What is being asked:
According to the passage on indigenous legal strategies in Ecuador, how many members does FIPSE represent?

Document passage:
[Begin]

Seven years have passed since the Ecuadorian Constitution came into force. During that time, some indigenous organizations have used legal resources to consolidate their rights and resist the impact of oil companies, placing day-to-day conflicts in the legal arena and demanding protection of their rights. In response, successive governments have developed a legal strategy that ignores multi-cultural rights and achievements attained by indigenous peoples, turning the unequal and abusive relationships that companies establish with indigenous communities into legal rules.
The result of this posture is the co-existence of legal instruments that deal differently with the interaction of indigenous peoples, governments, and oil companies. On the one hand, a series of national and international court decisions back the indigenous perspective. On the other, legal rules adapt to the interests of the oil industry.
In order to understand this contradiction, generated in the legal field, it is necessary to analyze the legal conflicts originating in the Constitution itself. The presentation of the cases that follow, and the answers the Ecuadorian government has found to neutralize their effects, offer an extra element to analyze this contradiction.
Legal strategies to resist
The FIPSE Shuar People vs. Arco,
Burlington and the Ecuadorian State
With a territory of over 184,000 hectares, the Shuar People of the Independent Federation of Ecuador (FIPSE) live close to the Kutukú mountain range, in the province of Morona Santiago. FIFPS includes 56 centers grouped in 10 associations with autonomously elected governments.
At the same time, the union of these associations constitutes the Federation, affiliated with CONFENIAE. FIPSE is a political body that represents the communal interests of its more than 7,000 members, defending their rights and interacting with external parties, such as governments and NGOs.

[End]

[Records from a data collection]
[Begin]

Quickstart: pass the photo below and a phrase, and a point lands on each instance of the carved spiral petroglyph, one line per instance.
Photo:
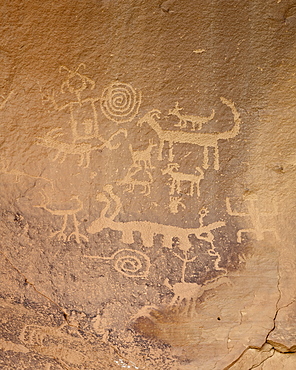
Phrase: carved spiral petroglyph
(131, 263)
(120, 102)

[End]

Right answer:
More than 7,000 members.